## BEGIN GIVEN TEXT
Chap. 1 : What is a Cultural Craft?

This page is part of our Cultural Product Development learning module.

A cultural craft tells a story – the story of where it came from, who made it, the culture and heritage of the place. A cultural craft has an authentic relationship with the people and the place it comes from. What does that mean? It can mean a craft that has always been made in a traditional way, or something that is inspired by the people or the place. We will talk a lot about historical places in our discussion, but cultural crafts can also interpret present day culture and the natural environment.

Authenticity is important to visitors who purchase crafts as a memento of their visit to Labrador. The materials used to make the craft need to have a connection with the place – whether they are traditional materials or materials used to reinterpret something from the culture or the historic site. Quality is important. And the most important factor is that the craft is made by a Labrador craft maker.

Some Examples of Different Types of Cultural Crafts

The Real Thing

One of the most well-known traditional crafts in Labrador are Innu Tea Dolls. They continue to be made in the traditional way and are only made by an Innu craft maker. This is an example of a traditional craft that is the real thing. Other examples of the real thing include grasswork, skin boots, traditional knitting, and items like snowshoes that are part of everyday life in Labrador and are made in a traditional fashion.

Art objects, like paintings and carvings, and one-of-a-kind items like wall hangings or jewellery also fit into this category. They might be modern and not traditional, but they are original and they are part of the culture of the local area.

The Real Thing: Tea Doll by Angela Andrews; Grasswork by Fannie Broomfield & Garmel Rich; Carving by Billie Gautier

A Reproduction

A reproduction is a copy of an original item. The intent of the craft maker is to use the same materials and techniques and make an exact copy. This is a type of craft that we see at historic sites. They are often difficult and expensive to make.

A Reproduction: A 16th C Basque pot from Red Bay and a reproduction by Point Michaud Pottery

A Reinterpretation

Reinterpreting an original item means that the craft maker didn’t make an exact copy, but added something of their own style, or design to the item. Sometimes this is done because the traditional materials or techniques aren’t available. Sometimes it is done to update the item for modern use. In our workshops we thought of this as “our interpretation of” the original item.
## END GIVEN TEXT
### WRITTEN EXERCISE 1
Count how many lines of the rows contain the string "wood", treating uppercase and lowercase as different. Give only the number.
## BEGIN PROVIDED MATERIAL
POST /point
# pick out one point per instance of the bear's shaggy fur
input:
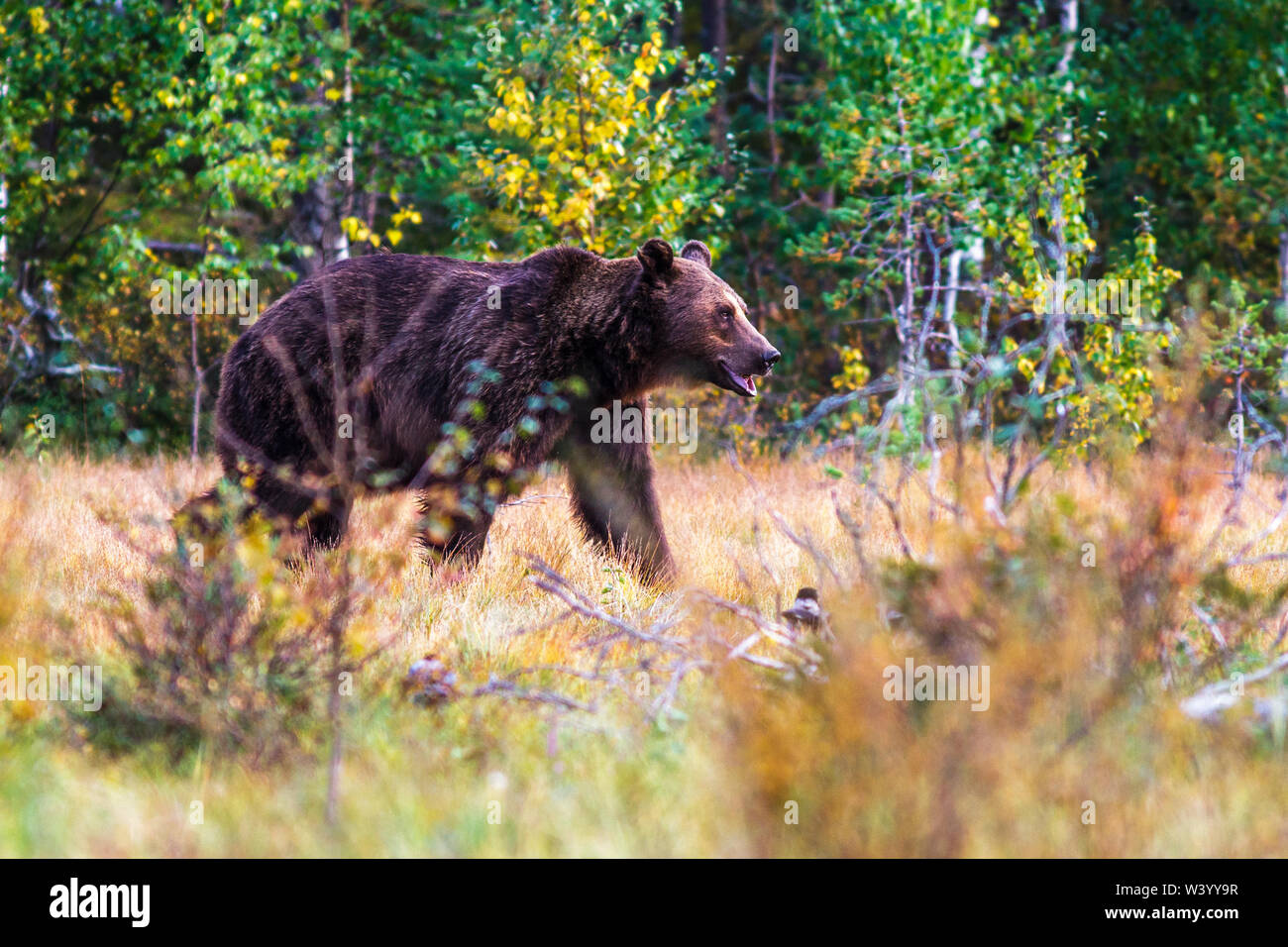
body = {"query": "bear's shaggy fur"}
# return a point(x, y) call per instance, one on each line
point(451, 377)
## END PROVIDED MATERIAL
## BEGIN PROVIDED MATERIAL
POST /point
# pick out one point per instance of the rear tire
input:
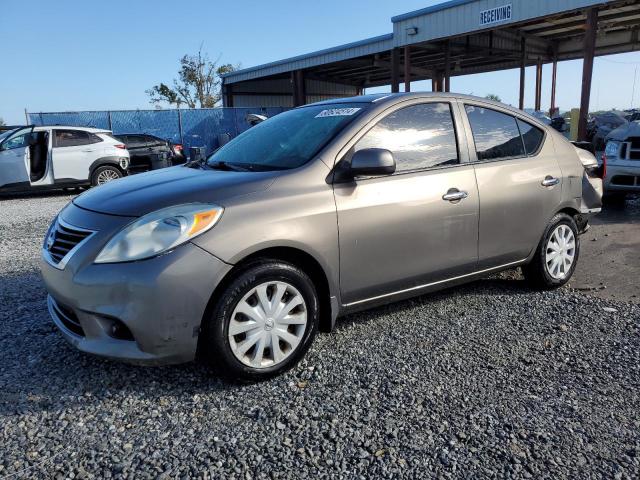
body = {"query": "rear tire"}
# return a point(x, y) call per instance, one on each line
## END PROVIDED MATERIAL
## BEGIN PROVIDED MATERIAL
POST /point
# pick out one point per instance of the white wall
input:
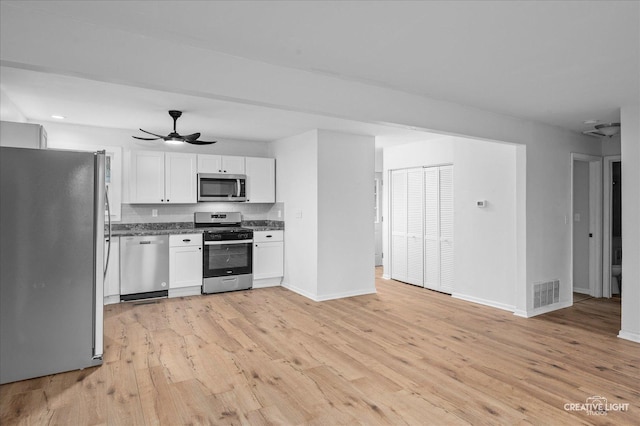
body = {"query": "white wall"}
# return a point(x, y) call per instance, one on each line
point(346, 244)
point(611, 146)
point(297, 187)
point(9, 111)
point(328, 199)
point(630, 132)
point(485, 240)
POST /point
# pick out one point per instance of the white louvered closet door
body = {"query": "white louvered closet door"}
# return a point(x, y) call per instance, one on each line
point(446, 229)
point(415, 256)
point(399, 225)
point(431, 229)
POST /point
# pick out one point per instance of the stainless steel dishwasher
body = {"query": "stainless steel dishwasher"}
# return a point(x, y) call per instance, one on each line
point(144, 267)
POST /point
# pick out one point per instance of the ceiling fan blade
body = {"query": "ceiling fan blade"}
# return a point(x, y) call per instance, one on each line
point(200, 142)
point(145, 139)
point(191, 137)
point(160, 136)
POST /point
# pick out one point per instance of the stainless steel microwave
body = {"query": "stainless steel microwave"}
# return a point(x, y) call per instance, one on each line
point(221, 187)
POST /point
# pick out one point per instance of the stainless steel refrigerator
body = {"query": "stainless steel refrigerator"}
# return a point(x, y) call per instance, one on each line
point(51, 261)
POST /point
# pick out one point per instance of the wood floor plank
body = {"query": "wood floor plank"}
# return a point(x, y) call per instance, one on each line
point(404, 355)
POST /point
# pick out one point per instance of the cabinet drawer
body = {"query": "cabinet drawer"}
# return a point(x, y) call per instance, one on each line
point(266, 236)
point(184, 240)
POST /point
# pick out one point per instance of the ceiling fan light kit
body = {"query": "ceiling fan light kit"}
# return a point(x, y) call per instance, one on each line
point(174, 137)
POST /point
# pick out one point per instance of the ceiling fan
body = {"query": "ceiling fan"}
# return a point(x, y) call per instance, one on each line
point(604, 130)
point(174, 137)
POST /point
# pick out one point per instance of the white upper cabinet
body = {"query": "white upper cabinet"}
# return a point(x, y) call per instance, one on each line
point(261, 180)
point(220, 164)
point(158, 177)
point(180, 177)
## END PROVIDED MATERIAL
### WRITTEN EXERCISE 2
Duplicate the part of the cultural crafts text that runs from "One of the most" up to and including "a traditional fashion.".

### WRITTEN RESPONSE 1
2

### WRITTEN RESPONSE 2
One of the most well-known traditional crafts in Labrador are Innu Tea Dolls. They continue to be made in the traditional way and are only made by an Innu craft maker. This is an example of a traditional craft that is the real thing. Other examples of the real thing include grasswork, skin boots, traditional knitting, and items like snowshoes that are part of everyday life in Labrador and are made in a traditional fashion.